● **Task instructions**: Extract every line below, verbatim.

● **Supplied material**:
=====
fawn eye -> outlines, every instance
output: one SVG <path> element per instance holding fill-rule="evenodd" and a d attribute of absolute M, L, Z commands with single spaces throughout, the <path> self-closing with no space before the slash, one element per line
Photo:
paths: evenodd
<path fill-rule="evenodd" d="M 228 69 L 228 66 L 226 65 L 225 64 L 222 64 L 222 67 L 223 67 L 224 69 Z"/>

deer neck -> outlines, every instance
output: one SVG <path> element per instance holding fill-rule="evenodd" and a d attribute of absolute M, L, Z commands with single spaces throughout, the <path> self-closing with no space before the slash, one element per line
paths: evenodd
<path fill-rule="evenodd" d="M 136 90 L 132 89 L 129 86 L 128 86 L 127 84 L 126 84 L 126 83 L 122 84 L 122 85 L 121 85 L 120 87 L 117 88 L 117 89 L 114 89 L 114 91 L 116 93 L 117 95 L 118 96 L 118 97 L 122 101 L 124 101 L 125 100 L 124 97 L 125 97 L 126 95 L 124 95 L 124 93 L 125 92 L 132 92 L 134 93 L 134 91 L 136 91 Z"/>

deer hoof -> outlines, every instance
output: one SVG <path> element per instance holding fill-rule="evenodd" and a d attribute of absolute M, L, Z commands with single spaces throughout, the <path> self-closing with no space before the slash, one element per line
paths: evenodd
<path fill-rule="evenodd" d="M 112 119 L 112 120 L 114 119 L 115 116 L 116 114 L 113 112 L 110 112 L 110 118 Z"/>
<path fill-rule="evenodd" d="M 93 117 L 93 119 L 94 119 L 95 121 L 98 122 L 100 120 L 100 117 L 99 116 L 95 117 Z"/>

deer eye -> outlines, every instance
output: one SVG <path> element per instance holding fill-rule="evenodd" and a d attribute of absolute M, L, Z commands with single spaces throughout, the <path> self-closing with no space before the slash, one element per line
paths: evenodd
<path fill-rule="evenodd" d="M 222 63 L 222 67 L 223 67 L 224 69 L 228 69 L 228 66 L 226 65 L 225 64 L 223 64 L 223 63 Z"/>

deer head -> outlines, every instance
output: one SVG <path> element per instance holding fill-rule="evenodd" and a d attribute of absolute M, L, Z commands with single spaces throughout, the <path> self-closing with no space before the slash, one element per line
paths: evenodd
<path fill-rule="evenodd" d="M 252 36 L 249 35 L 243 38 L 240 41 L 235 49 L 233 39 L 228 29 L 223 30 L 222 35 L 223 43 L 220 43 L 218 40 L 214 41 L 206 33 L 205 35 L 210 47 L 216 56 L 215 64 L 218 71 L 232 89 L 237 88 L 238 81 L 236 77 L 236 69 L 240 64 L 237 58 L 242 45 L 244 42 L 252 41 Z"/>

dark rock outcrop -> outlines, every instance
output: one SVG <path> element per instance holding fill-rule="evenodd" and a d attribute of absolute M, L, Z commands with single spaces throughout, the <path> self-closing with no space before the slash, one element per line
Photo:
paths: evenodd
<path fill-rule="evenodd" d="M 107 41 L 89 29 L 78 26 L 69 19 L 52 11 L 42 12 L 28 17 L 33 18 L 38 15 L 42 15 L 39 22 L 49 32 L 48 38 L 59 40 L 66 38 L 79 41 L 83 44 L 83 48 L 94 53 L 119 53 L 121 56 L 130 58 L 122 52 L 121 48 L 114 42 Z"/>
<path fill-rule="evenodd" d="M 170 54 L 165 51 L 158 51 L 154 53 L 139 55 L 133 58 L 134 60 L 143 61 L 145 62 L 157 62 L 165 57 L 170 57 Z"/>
=====
● **Problem solution**:
fawn eye -> outlines, every instance
output: one SVG <path> element per instance holding fill-rule="evenodd" and a d attribute of absolute M, L, Z commands with single spaces throughout, the <path> self-closing with no space before the slash, one element per line
Photo:
paths: evenodd
<path fill-rule="evenodd" d="M 228 69 L 228 66 L 226 65 L 225 64 L 222 64 L 222 67 L 223 67 L 224 69 Z"/>

deer neck -> outlines, every instance
output: one SVG <path> element per instance holding fill-rule="evenodd" and a d attribute of absolute M, L, Z commands with single spaces throughout, the <path> self-closing with no space before the slash, one element per line
paths: evenodd
<path fill-rule="evenodd" d="M 136 90 L 132 89 L 129 86 L 128 86 L 127 84 L 126 84 L 126 83 L 122 84 L 122 85 L 121 85 L 120 87 L 117 88 L 117 89 L 114 89 L 114 91 L 116 93 L 117 95 L 118 96 L 118 97 L 122 101 L 124 101 L 125 100 L 124 97 L 125 97 L 126 95 L 124 95 L 124 93 L 125 92 L 132 92 L 134 93 L 134 91 L 136 91 Z"/>

deer hoof -> outlines, every instance
output: one SVG <path> element per instance holding fill-rule="evenodd" and a d attribute of absolute M, L, Z commands with single spaces throughout, the <path> self-closing with no space before the slash, one element per line
paths: evenodd
<path fill-rule="evenodd" d="M 112 119 L 112 120 L 114 119 L 115 116 L 116 114 L 113 112 L 110 112 L 110 118 Z"/>
<path fill-rule="evenodd" d="M 93 117 L 93 119 L 94 119 L 95 121 L 98 122 L 100 120 L 100 117 L 99 116 L 95 117 Z"/>

deer eye -> outlines, every instance
output: one SVG <path> element per instance holding fill-rule="evenodd" and a d attribute of absolute M, L, Z commands with single spaces throughout, the <path> self-closing with no space before the slash, one element per line
paths: evenodd
<path fill-rule="evenodd" d="M 222 63 L 222 67 L 223 67 L 224 69 L 228 69 L 228 66 L 226 65 L 225 64 L 223 64 L 223 63 Z"/>

deer head -> outlines, every instance
output: one SVG <path> element per instance holding fill-rule="evenodd" and a d attribute of absolute M, L, Z commands with single spaces throughout, the <path> self-closing with no space before the slash, one element per line
paths: evenodd
<path fill-rule="evenodd" d="M 252 36 L 249 35 L 243 38 L 240 41 L 235 49 L 233 39 L 228 29 L 223 30 L 222 35 L 223 43 L 220 43 L 218 40 L 214 41 L 206 33 L 205 35 L 210 47 L 216 56 L 215 64 L 218 71 L 232 89 L 237 88 L 238 81 L 236 77 L 236 69 L 240 64 L 237 58 L 242 45 L 244 42 L 252 41 Z"/>

dark rock outcrop -> outlines, every instance
output: one SVG <path> element per instance holding fill-rule="evenodd" and a d attribute of absolute M, L, Z commands with single spaces throughout, the <path> self-closing with no space before the slash, one element per line
Photo:
paths: evenodd
<path fill-rule="evenodd" d="M 107 41 L 89 29 L 78 26 L 69 19 L 52 11 L 42 12 L 28 17 L 33 18 L 38 15 L 42 15 L 39 22 L 49 32 L 48 38 L 59 40 L 66 38 L 79 41 L 83 44 L 83 48 L 94 53 L 119 53 L 121 56 L 130 58 L 122 52 L 121 48 L 114 42 Z"/>
<path fill-rule="evenodd" d="M 170 54 L 165 51 L 158 51 L 154 53 L 139 55 L 133 58 L 134 60 L 143 61 L 145 62 L 157 62 L 165 57 L 170 57 Z"/>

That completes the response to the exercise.